[Photo-based referring expression data]
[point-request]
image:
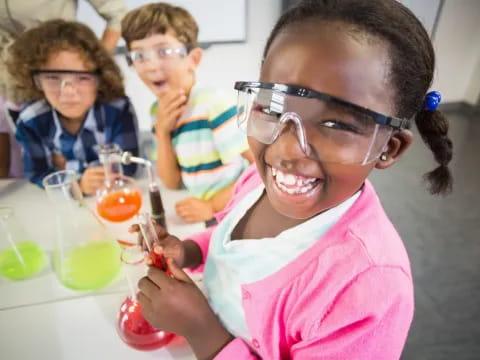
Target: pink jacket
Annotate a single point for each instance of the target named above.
(350, 296)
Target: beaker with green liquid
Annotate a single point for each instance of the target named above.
(86, 255)
(20, 257)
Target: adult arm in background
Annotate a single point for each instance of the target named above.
(112, 11)
(4, 154)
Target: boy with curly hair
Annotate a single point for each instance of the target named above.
(77, 102)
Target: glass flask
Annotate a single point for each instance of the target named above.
(20, 257)
(119, 199)
(86, 256)
(132, 327)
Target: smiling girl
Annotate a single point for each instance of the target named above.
(304, 263)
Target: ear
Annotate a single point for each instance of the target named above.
(396, 146)
(195, 56)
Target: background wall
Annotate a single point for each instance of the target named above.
(457, 46)
(222, 64)
(456, 42)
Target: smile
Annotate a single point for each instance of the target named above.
(294, 184)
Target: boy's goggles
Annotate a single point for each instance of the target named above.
(138, 57)
(327, 127)
(55, 80)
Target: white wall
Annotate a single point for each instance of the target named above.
(457, 47)
(222, 65)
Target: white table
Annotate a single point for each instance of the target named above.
(41, 319)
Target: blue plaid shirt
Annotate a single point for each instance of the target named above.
(41, 135)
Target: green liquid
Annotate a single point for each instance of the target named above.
(32, 260)
(90, 266)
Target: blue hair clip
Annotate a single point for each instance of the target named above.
(432, 100)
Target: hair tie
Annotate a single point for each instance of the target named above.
(432, 99)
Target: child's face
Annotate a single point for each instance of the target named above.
(78, 93)
(326, 59)
(160, 72)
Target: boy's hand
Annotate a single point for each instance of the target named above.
(168, 245)
(170, 106)
(59, 161)
(92, 179)
(194, 210)
(175, 304)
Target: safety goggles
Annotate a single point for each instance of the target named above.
(140, 57)
(54, 81)
(330, 128)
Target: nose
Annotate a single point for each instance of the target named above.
(293, 122)
(287, 148)
(67, 88)
(153, 63)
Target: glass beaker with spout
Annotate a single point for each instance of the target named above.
(119, 199)
(20, 257)
(86, 256)
(132, 327)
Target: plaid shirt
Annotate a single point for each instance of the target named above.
(41, 135)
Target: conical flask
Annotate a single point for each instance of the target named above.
(132, 327)
(120, 198)
(86, 256)
(20, 257)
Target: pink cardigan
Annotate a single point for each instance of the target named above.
(350, 296)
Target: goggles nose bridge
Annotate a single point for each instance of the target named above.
(297, 121)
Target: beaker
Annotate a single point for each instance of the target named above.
(132, 327)
(119, 199)
(20, 257)
(86, 256)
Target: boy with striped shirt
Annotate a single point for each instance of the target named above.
(198, 142)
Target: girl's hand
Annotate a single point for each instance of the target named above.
(92, 179)
(175, 304)
(168, 245)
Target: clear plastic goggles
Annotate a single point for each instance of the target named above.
(140, 57)
(54, 81)
(327, 127)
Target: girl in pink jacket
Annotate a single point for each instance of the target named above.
(304, 263)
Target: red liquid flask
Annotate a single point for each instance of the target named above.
(132, 327)
(119, 198)
(135, 331)
(119, 205)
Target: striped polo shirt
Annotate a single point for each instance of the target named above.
(207, 142)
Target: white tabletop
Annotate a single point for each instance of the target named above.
(40, 318)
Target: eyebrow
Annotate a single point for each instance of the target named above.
(342, 109)
(155, 45)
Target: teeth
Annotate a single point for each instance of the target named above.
(292, 184)
(290, 179)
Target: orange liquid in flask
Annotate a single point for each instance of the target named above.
(120, 205)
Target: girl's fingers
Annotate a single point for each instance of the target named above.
(177, 272)
(147, 286)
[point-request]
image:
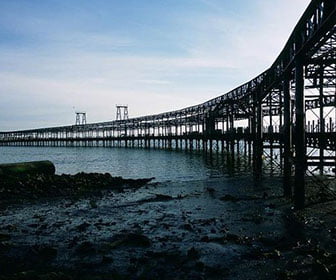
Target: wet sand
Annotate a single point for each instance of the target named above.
(221, 228)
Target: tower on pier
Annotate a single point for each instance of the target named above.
(80, 118)
(122, 112)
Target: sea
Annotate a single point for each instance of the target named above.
(164, 165)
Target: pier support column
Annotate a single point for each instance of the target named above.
(300, 145)
(287, 140)
(322, 122)
(257, 143)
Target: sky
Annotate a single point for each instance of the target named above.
(58, 57)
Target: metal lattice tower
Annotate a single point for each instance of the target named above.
(80, 118)
(121, 116)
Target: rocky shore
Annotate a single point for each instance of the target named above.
(95, 226)
(32, 186)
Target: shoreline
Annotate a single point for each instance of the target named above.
(210, 229)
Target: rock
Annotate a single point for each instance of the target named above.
(85, 248)
(82, 227)
(130, 239)
(192, 253)
(229, 197)
(45, 251)
(4, 237)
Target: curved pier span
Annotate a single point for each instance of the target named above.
(289, 110)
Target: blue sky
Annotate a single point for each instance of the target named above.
(60, 56)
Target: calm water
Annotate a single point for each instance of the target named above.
(129, 163)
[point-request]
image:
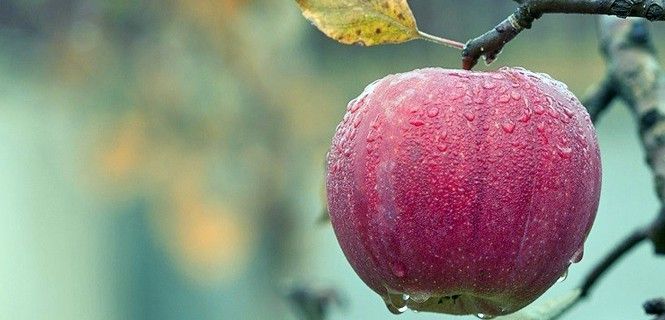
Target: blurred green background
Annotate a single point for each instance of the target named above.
(164, 159)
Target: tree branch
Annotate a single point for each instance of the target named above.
(615, 255)
(655, 307)
(490, 44)
(635, 76)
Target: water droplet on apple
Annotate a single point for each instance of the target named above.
(538, 109)
(564, 152)
(357, 121)
(395, 310)
(398, 269)
(416, 122)
(577, 257)
(508, 127)
(420, 297)
(563, 277)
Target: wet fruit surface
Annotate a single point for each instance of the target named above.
(463, 192)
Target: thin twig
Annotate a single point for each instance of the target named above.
(490, 44)
(615, 255)
(635, 76)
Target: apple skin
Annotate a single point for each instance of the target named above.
(463, 192)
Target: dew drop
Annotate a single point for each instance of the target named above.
(564, 152)
(398, 269)
(538, 109)
(526, 116)
(489, 85)
(372, 136)
(420, 297)
(376, 122)
(563, 277)
(416, 122)
(508, 127)
(577, 257)
(357, 121)
(396, 310)
(353, 106)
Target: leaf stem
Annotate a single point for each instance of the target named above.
(441, 41)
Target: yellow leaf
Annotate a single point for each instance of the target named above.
(365, 22)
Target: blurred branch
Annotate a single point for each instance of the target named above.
(490, 44)
(655, 307)
(635, 76)
(311, 303)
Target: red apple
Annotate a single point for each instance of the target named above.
(463, 192)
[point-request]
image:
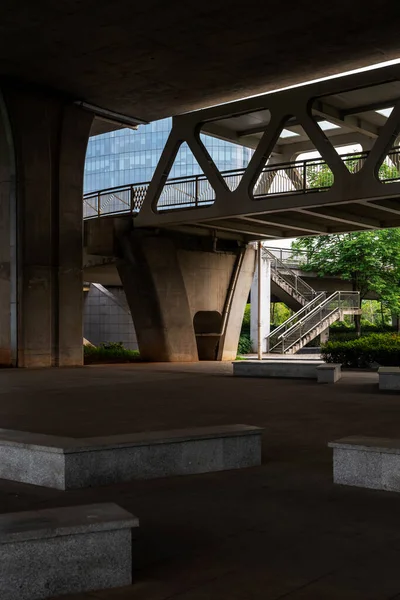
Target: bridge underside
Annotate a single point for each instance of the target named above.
(277, 195)
(154, 59)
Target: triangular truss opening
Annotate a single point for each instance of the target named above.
(182, 191)
(287, 172)
(232, 141)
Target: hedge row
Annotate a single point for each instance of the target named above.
(109, 353)
(375, 349)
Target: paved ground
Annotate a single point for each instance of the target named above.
(277, 531)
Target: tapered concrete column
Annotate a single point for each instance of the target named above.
(237, 296)
(47, 144)
(265, 325)
(187, 298)
(156, 294)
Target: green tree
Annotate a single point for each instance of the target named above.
(320, 176)
(369, 259)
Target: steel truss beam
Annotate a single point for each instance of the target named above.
(294, 103)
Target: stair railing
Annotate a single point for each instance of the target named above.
(281, 271)
(338, 302)
(275, 335)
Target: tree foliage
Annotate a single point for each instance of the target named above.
(369, 259)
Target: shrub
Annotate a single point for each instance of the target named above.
(381, 348)
(244, 346)
(109, 352)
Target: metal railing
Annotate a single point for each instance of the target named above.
(284, 274)
(274, 338)
(298, 177)
(335, 305)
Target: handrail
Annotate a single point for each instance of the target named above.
(285, 178)
(284, 272)
(326, 301)
(296, 314)
(304, 333)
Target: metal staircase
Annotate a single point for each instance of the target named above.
(317, 310)
(287, 285)
(311, 320)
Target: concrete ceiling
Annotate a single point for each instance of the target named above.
(155, 58)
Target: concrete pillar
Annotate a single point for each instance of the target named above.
(187, 300)
(41, 293)
(324, 336)
(242, 277)
(265, 325)
(156, 294)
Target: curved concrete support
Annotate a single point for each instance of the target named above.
(155, 290)
(187, 299)
(49, 137)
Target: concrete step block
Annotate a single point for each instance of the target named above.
(67, 463)
(367, 462)
(389, 378)
(329, 373)
(69, 550)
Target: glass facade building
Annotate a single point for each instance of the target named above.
(131, 156)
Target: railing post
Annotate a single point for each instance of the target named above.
(196, 191)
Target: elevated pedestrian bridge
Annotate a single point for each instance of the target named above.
(277, 195)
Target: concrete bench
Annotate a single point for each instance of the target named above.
(367, 462)
(389, 378)
(66, 463)
(57, 551)
(329, 373)
(283, 368)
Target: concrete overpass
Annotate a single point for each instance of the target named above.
(87, 65)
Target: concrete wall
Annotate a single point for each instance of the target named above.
(107, 318)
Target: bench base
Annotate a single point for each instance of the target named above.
(329, 373)
(283, 368)
(367, 462)
(389, 378)
(67, 463)
(52, 552)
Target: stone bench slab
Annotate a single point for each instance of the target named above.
(285, 369)
(66, 463)
(67, 550)
(389, 378)
(329, 373)
(367, 462)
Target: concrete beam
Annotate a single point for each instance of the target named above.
(293, 224)
(342, 216)
(335, 115)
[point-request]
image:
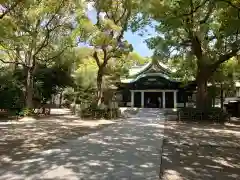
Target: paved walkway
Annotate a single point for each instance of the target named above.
(130, 149)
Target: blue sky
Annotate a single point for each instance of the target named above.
(135, 39)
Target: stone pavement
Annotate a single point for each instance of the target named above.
(130, 149)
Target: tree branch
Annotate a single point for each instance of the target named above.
(195, 9)
(9, 9)
(224, 58)
(46, 39)
(209, 12)
(12, 62)
(95, 55)
(231, 4)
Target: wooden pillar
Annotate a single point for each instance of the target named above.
(132, 98)
(175, 99)
(142, 99)
(164, 100)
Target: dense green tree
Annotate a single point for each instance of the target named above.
(106, 35)
(204, 31)
(35, 33)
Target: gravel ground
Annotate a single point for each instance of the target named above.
(20, 139)
(200, 152)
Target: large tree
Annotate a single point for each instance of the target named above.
(35, 33)
(204, 31)
(106, 34)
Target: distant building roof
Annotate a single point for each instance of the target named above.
(148, 69)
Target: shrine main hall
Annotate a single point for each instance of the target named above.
(152, 86)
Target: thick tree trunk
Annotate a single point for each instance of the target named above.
(29, 89)
(221, 96)
(202, 92)
(99, 86)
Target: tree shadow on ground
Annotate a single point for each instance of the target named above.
(129, 151)
(194, 151)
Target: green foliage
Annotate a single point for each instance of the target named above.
(189, 30)
(11, 94)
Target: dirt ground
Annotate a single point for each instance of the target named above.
(20, 139)
(201, 151)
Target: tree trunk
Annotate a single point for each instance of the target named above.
(29, 89)
(202, 93)
(221, 96)
(99, 86)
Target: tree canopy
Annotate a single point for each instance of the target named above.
(205, 31)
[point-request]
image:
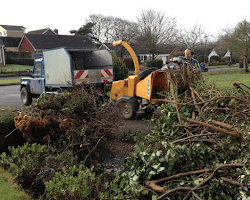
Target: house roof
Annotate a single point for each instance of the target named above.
(41, 31)
(42, 42)
(13, 28)
(1, 43)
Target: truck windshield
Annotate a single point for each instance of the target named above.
(37, 69)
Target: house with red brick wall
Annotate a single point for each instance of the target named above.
(11, 31)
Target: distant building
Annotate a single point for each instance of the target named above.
(46, 31)
(11, 31)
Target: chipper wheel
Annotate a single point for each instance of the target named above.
(26, 96)
(128, 109)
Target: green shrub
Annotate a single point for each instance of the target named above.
(23, 160)
(154, 63)
(80, 183)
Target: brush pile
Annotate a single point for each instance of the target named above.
(200, 148)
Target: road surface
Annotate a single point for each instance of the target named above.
(10, 95)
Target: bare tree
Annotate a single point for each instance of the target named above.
(109, 29)
(225, 41)
(242, 41)
(192, 37)
(155, 29)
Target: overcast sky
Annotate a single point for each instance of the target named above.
(212, 15)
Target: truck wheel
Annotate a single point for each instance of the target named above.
(26, 97)
(146, 72)
(128, 109)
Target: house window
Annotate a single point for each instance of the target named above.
(37, 69)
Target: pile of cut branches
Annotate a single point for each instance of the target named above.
(200, 147)
(71, 126)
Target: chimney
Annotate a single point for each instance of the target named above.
(56, 31)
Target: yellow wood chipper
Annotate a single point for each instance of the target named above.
(135, 92)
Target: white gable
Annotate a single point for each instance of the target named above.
(213, 53)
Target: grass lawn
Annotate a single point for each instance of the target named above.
(15, 68)
(227, 79)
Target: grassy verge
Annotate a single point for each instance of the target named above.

**WHAT IS NEEDED:** Word for word, restate the lines above from the line containing "Target: boy's hand" through the line containing "Target: boy with striped shirt", with both included and nothing else.

**RESULT OF THE TASK:**
Target: boy's hand
Annotate a single point for each instance of the target named above.
(168, 245)
(170, 106)
(59, 161)
(92, 179)
(194, 210)
(175, 304)
Target: safety goggles
Annotate a single point for each instance of the target named above.
(140, 57)
(54, 81)
(330, 128)
Target: nose
Annotate a single point for each instance of the target named above.
(293, 122)
(287, 148)
(67, 88)
(153, 63)
Target: glass beaker with spout
Annotate a single point for each instance of the target named above.
(119, 199)
(20, 257)
(86, 256)
(132, 327)
Target: plaid shirt
Annotate a single point for each instance of the target named above.
(41, 135)
Target: conical flask
Annotate a single point for each instance of the target named above.
(132, 327)
(120, 198)
(86, 256)
(20, 257)
Target: pink cardigan
Annotate a single point for each instance of the target named above.
(350, 296)
Target: goggles nose bridge
Annotate a single point for each instance of the target named above.
(297, 121)
Target: beaker
Annotate a single point for each instance of the target named above.
(132, 327)
(119, 199)
(20, 257)
(86, 256)
Target: boy with striped shirt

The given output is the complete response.